━━ DATA EXTRACT ━━
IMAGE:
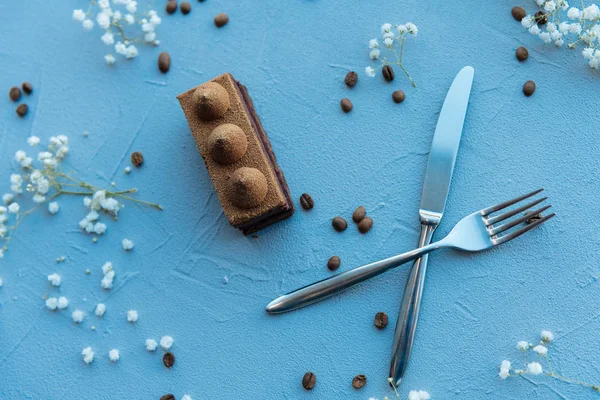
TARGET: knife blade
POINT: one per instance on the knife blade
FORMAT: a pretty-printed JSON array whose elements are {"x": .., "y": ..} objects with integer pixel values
[{"x": 438, "y": 176}]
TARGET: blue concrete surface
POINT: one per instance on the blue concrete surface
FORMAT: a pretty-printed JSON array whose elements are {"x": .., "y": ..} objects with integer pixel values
[{"x": 293, "y": 57}]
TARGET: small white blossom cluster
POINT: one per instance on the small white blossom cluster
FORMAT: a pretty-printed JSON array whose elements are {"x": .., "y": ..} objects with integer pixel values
[
  {"x": 114, "y": 19},
  {"x": 132, "y": 316},
  {"x": 100, "y": 201},
  {"x": 568, "y": 23},
  {"x": 45, "y": 182},
  {"x": 393, "y": 38},
  {"x": 534, "y": 367},
  {"x": 107, "y": 280}
]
━━━
**EXERCISE DETAILS**
Copy all of the lines above verbatim, but leave out the pictures.

**EXPECTED ANSWER**
IMAGE:
TARGET: knife blade
POINT: one per instance on the knife blade
FORMAT: a pretty-printed JSON array whose elements are {"x": .., "y": ..} objects with integer pixel values
[{"x": 438, "y": 176}]
TARGET: blue concrete surface
POINT: one per instance on the blue concrete surface
FORMAT: a pretty-printed JSON array whose elements are {"x": .., "y": ..} objects with integer pixel values
[{"x": 293, "y": 57}]
TARGET: small white blossom cluster
POINT: one per instance on the small white blossom cluster
FORMAT: a pretty-printed JSON array whose elements are {"x": .., "y": ..} objects with integer pixel values
[
  {"x": 114, "y": 19},
  {"x": 132, "y": 316},
  {"x": 100, "y": 201},
  {"x": 568, "y": 23},
  {"x": 45, "y": 182},
  {"x": 393, "y": 38},
  {"x": 534, "y": 367},
  {"x": 107, "y": 280}
]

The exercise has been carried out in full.